:: Problem to solve ::
Rewrite every item below with "Give the mask of" replaced by "Return the outline of" everywhere it occurs, leaving all other text unchanged. Leave the pictures out of your answer.

:: Dataset records ::

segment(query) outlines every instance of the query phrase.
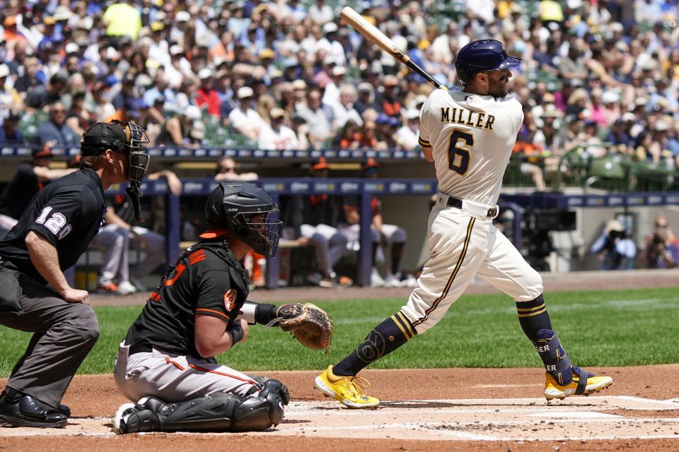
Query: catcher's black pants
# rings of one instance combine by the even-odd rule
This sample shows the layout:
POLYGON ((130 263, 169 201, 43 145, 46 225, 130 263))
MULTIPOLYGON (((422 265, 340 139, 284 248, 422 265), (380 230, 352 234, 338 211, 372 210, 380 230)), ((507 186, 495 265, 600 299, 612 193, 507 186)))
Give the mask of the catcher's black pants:
POLYGON ((97 341, 99 324, 89 306, 68 303, 25 275, 19 284, 22 309, 0 312, 0 324, 33 336, 7 386, 56 408, 97 341))

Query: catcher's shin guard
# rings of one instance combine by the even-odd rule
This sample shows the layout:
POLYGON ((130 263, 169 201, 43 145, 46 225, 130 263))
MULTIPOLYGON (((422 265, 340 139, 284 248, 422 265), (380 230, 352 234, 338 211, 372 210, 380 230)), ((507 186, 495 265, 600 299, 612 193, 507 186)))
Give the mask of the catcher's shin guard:
POLYGON ((287 388, 277 380, 268 380, 259 395, 251 397, 215 393, 168 405, 144 398, 136 405, 119 408, 114 430, 118 433, 265 430, 281 422, 284 405, 289 400, 287 388))
POLYGON ((567 385, 573 379, 573 363, 564 350, 559 336, 552 330, 540 330, 533 341, 545 370, 560 385, 567 385))

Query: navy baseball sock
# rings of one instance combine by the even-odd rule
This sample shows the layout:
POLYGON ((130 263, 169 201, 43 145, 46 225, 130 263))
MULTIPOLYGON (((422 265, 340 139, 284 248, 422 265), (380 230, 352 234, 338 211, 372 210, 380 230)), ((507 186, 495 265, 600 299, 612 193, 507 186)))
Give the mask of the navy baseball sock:
POLYGON ((518 323, 524 334, 535 345, 545 370, 561 385, 567 385, 573 379, 570 358, 566 354, 559 337, 552 329, 550 314, 542 296, 530 302, 516 302, 518 323))
POLYGON ((338 376, 354 376, 371 362, 393 352, 412 338, 417 332, 399 311, 373 328, 356 350, 332 367, 338 376))

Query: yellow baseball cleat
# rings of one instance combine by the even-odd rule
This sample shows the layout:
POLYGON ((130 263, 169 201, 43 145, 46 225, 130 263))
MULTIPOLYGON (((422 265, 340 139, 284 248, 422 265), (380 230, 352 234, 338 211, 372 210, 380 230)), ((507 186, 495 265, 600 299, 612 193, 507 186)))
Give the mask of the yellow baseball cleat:
POLYGON ((613 383, 613 379, 610 376, 595 376, 577 366, 573 366, 573 379, 565 386, 559 384, 550 374, 545 374, 545 397, 551 400, 553 398, 564 399, 574 394, 588 396, 605 389, 613 383))
POLYGON ((362 376, 340 376, 332 373, 332 366, 328 366, 314 382, 316 389, 327 397, 340 400, 349 408, 374 408, 380 404, 380 399, 366 393, 370 383, 362 376))

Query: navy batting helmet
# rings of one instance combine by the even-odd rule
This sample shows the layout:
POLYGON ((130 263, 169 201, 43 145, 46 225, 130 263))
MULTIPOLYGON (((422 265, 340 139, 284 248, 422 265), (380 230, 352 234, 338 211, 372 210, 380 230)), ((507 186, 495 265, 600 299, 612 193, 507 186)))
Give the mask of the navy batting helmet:
POLYGON ((482 40, 472 41, 460 50, 455 59, 455 69, 460 84, 465 85, 480 72, 508 69, 521 64, 520 58, 507 54, 504 44, 499 41, 482 40))
POLYGON ((215 238, 219 230, 226 229, 255 252, 274 257, 282 222, 270 217, 278 211, 264 189, 248 182, 221 182, 205 204, 205 221, 216 230, 209 230, 200 237, 215 238), (253 222, 253 218, 258 215, 263 215, 262 220, 253 222))

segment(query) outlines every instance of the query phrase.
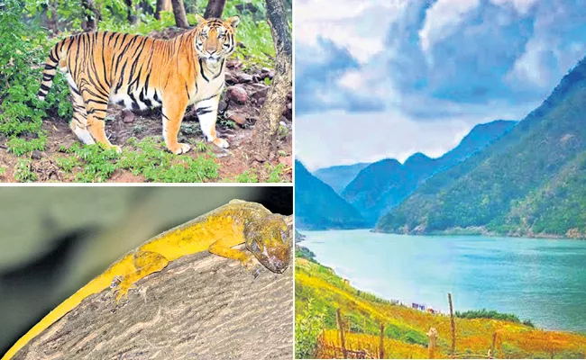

:::

:: Output ::
segment(query) outlines every instance of the query phrase.
Query: catcher's black pants
# rings of one instance combine by the even-odd rule
This sample shows the layout:
POLYGON ((130 263, 169 201, 43 145, 46 225, 130 263))
MULTIPOLYGON (((422 265, 340 139, 284 248, 422 265), (380 230, 352 234, 338 211, 372 210, 380 230)), ((507 186, 495 265, 600 299, 612 193, 507 186)))
Return the outline of the catcher's black pants:
POLYGON ((97 341, 99 324, 89 306, 68 303, 25 275, 19 284, 22 309, 0 312, 0 324, 33 336, 7 386, 56 408, 97 341))

Query: catcher's shin guard
# rings of one instance combine by the even-odd rule
This sample shows the layout:
POLYGON ((130 263, 169 201, 43 145, 46 225, 130 263))
MULTIPOLYGON (((422 265, 340 139, 284 248, 422 265), (380 230, 352 234, 338 211, 372 210, 380 230)), ((507 186, 495 265, 600 299, 612 193, 507 186)))
Return the outline of the catcher's shin guard:
POLYGON ((287 388, 277 380, 268 380, 259 395, 251 397, 215 393, 168 405, 144 398, 136 405, 119 408, 114 430, 118 433, 265 430, 281 422, 284 405, 289 400, 287 388))
POLYGON ((567 385, 573 379, 573 363, 564 350, 559 336, 552 330, 540 330, 533 341, 545 370, 560 385, 567 385))

Query: navy baseball sock
# rings of one instance combine by the even-odd rule
This sample shows the layout:
POLYGON ((130 263, 169 201, 43 145, 46 225, 130 263))
MULTIPOLYGON (((422 265, 340 139, 284 248, 422 265), (380 230, 352 234, 338 211, 372 210, 380 230)), ((507 186, 495 265, 600 299, 612 193, 507 186)))
Return the outline of the navy baseball sock:
POLYGON ((518 323, 524 334, 535 345, 545 370, 561 385, 567 385, 573 379, 570 358, 566 354, 559 337, 552 329, 550 314, 542 296, 530 302, 516 302, 518 323))
POLYGON ((338 376, 354 376, 371 362, 393 352, 412 338, 417 332, 399 311, 373 328, 356 350, 332 367, 338 376))

Query: yellow baseball cleat
# rings of one instance combine by the even-odd rule
This sample shows the layout:
POLYGON ((130 263, 169 201, 43 145, 46 225, 130 263))
MULTIPOLYGON (((422 265, 340 139, 284 248, 422 265), (380 230, 352 234, 338 211, 372 210, 380 230)), ((507 186, 495 265, 600 299, 612 193, 507 186)))
Return the outline of the yellow baseball cleat:
POLYGON ((613 383, 613 379, 610 376, 595 376, 577 366, 573 366, 573 379, 565 386, 559 384, 550 374, 545 374, 545 397, 551 400, 553 398, 564 399, 574 394, 588 396, 605 389, 613 383))
POLYGON ((362 376, 340 376, 332 373, 332 366, 328 366, 314 382, 316 389, 327 397, 340 400, 349 408, 374 408, 380 404, 380 399, 366 393, 370 383, 362 376))

Query: navy batting helmet
# rings of one instance combine by the even-odd rule
This sample shows the layout:
POLYGON ((130 263, 169 201, 43 145, 46 225, 130 263))
MULTIPOLYGON (((422 265, 340 139, 284 248, 422 265), (380 230, 352 234, 338 211, 372 210, 380 230)), ((507 186, 495 265, 600 299, 612 193, 507 186)))
Return the outline of the navy batting helmet:
POLYGON ((482 40, 472 41, 460 50, 455 59, 455 69, 460 84, 465 85, 480 72, 508 69, 521 64, 520 58, 507 54, 504 44, 499 41, 482 40))
POLYGON ((215 238, 219 230, 226 229, 255 252, 274 257, 282 222, 270 217, 278 211, 264 189, 248 182, 221 182, 205 204, 205 221, 216 230, 209 230, 200 237, 215 238), (253 222, 253 218, 258 215, 263 215, 262 220, 253 222))

segment(query) outlines every instance of the query phrase.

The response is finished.